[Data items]
┌────────

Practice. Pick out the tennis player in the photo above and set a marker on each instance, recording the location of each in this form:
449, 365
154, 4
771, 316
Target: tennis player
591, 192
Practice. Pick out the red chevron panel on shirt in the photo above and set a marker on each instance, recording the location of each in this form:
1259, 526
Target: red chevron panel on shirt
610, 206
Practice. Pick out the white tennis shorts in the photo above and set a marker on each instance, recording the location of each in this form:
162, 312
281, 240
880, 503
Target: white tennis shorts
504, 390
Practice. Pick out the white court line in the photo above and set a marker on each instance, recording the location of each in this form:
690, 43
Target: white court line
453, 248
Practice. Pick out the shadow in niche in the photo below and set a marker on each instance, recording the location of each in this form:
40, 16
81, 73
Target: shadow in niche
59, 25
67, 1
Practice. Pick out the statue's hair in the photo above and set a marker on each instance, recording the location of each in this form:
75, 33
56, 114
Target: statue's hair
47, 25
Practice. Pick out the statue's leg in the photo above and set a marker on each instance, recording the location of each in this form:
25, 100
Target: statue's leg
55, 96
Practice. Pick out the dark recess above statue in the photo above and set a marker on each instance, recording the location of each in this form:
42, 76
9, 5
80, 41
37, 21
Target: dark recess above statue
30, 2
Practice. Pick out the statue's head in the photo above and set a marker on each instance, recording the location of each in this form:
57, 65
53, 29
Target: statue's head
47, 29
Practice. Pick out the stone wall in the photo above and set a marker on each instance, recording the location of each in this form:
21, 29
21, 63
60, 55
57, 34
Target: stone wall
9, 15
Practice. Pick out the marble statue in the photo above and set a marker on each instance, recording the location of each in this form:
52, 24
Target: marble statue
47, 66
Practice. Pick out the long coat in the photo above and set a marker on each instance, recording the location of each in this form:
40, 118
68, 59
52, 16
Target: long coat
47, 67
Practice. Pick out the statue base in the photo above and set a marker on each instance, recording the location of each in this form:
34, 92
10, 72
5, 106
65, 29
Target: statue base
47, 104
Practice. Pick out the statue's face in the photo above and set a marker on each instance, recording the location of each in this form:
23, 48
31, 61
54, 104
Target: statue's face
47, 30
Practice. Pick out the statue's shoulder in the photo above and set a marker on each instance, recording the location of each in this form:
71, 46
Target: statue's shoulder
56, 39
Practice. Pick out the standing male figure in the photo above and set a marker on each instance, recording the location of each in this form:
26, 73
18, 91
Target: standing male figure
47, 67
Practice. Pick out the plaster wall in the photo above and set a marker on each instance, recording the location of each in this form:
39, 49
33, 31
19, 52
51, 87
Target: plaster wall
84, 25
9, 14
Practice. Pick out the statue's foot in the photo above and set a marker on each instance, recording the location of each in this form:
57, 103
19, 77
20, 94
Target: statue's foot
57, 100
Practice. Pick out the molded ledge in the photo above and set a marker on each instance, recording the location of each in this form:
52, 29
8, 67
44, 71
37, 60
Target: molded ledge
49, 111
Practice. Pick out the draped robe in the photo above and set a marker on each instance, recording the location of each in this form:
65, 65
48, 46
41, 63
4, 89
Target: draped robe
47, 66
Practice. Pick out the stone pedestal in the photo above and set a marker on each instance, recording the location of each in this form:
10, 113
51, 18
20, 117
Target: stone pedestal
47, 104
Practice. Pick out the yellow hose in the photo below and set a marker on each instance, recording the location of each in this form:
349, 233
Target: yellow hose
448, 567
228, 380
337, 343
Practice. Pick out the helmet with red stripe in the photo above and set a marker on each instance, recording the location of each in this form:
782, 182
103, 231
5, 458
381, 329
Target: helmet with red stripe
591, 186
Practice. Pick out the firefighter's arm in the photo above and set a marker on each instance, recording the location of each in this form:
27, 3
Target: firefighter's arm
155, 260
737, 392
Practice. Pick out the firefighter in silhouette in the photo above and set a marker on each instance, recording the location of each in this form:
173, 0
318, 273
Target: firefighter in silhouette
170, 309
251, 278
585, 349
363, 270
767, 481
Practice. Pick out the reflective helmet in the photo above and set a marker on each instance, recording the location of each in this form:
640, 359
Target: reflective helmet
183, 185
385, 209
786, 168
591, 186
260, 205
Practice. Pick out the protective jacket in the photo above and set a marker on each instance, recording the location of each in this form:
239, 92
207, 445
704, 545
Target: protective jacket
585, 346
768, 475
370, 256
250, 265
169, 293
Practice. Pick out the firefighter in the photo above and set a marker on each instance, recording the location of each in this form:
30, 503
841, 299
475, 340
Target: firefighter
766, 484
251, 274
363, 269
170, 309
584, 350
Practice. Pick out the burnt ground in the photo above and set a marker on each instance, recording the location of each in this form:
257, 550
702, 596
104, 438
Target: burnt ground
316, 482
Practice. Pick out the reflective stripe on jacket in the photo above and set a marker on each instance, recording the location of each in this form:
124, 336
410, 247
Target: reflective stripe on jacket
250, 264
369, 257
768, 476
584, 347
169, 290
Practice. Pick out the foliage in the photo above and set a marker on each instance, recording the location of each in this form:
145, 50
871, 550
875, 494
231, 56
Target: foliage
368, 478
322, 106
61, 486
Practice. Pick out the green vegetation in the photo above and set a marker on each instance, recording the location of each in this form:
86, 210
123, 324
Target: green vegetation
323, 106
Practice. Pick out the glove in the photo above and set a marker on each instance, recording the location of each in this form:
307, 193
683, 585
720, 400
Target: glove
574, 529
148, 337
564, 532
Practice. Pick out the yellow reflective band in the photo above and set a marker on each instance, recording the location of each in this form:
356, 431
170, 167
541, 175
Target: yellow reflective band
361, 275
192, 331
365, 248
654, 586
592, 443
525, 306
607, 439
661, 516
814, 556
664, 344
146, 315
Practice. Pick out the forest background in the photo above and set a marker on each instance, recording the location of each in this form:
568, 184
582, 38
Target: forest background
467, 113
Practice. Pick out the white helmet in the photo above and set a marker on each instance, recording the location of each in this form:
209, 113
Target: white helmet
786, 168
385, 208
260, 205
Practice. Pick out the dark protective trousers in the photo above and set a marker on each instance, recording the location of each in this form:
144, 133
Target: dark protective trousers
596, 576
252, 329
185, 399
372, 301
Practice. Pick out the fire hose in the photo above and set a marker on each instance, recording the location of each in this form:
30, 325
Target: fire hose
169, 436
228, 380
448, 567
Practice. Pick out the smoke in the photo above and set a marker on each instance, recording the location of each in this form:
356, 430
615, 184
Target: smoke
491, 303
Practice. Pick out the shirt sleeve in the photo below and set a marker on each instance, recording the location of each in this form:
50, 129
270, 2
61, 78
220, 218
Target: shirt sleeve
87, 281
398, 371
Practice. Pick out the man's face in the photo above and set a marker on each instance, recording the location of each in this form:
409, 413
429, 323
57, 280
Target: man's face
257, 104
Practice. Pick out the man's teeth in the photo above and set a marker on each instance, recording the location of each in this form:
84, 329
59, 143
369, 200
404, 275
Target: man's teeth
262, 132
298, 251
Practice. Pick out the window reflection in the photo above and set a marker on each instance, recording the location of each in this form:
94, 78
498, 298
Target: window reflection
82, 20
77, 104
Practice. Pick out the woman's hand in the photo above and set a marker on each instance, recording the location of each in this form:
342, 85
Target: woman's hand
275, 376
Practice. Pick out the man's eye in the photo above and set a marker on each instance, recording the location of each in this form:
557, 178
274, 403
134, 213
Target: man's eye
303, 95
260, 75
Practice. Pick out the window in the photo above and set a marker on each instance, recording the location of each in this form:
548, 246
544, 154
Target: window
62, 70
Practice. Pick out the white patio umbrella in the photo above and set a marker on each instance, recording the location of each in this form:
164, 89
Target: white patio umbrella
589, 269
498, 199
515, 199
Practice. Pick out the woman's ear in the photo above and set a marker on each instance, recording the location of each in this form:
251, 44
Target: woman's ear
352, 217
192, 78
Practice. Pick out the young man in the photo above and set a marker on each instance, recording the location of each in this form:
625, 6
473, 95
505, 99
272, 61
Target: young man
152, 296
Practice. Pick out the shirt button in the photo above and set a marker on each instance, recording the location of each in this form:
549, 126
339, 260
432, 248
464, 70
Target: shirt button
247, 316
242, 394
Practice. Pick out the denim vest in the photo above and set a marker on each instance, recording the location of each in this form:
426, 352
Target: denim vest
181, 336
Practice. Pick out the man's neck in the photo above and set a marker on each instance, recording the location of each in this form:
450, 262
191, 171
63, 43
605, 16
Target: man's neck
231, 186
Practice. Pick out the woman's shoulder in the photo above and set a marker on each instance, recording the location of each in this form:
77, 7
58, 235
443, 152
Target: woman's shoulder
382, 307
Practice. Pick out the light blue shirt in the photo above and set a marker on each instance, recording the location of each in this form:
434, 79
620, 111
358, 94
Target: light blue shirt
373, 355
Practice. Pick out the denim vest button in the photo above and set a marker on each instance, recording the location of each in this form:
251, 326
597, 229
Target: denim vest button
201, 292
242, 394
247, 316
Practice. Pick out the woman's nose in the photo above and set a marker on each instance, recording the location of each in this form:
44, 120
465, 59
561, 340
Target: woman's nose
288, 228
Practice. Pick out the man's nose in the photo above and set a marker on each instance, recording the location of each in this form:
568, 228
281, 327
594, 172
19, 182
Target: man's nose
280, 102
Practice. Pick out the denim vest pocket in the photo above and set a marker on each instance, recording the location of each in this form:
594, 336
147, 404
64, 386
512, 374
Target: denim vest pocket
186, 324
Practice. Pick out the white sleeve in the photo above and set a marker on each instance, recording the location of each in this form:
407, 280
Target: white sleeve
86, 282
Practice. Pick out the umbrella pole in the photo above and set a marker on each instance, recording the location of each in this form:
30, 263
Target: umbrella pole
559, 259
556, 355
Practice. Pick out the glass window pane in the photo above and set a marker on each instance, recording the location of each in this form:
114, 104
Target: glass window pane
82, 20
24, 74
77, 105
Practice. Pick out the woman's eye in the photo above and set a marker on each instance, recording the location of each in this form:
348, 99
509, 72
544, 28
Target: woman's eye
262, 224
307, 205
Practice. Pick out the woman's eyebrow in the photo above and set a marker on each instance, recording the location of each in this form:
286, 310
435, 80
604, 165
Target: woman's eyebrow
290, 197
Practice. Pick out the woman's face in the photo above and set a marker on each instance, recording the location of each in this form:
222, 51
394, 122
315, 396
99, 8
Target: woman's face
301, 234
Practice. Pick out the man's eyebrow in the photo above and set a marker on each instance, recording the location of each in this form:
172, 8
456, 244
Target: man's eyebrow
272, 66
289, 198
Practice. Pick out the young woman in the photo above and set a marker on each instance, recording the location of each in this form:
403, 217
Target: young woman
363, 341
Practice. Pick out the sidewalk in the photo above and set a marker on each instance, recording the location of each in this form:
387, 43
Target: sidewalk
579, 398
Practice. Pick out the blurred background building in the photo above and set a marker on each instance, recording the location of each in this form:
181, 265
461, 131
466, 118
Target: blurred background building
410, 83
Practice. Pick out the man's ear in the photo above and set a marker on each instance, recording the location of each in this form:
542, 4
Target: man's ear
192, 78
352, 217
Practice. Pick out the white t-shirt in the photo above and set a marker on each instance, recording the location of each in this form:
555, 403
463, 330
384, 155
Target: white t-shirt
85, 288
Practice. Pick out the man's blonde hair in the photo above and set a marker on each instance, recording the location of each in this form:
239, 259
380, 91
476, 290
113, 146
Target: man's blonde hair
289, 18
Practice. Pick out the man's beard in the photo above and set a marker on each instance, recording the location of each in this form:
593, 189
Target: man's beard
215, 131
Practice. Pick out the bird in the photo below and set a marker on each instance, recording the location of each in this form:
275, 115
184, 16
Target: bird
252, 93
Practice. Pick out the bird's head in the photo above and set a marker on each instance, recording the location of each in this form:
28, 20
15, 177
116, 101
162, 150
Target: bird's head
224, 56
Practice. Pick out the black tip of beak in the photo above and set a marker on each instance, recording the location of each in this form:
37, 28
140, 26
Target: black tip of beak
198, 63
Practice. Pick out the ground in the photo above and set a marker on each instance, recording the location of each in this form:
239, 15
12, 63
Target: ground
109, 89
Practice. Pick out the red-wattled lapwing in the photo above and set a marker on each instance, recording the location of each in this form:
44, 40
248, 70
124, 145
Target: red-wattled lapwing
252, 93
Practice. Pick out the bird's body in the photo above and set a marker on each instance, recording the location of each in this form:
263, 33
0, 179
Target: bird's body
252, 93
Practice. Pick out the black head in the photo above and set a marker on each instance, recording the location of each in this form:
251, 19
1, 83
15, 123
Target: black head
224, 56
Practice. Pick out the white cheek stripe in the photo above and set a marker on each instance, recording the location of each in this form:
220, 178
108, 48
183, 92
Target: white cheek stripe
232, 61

└────────

- **Exercise goal**
All lines in the preceding records that hold the word "below" need to be copied.

- **Finished task**
Practice. Pick out the shadow in niche in the photo below and set a marker on each instance, recording the location of each in this form:
Practice. Pick out the yellow hose in the photo below and set a marker on each instance, recording the location of each in this form:
Practice. Pick out the shirt sleeve in the photo below and set a marker on each instance, recording the location of each in this form:
Practice. Pick out the bird in the photo below and set a marker on each instance, recording the location of each in this form:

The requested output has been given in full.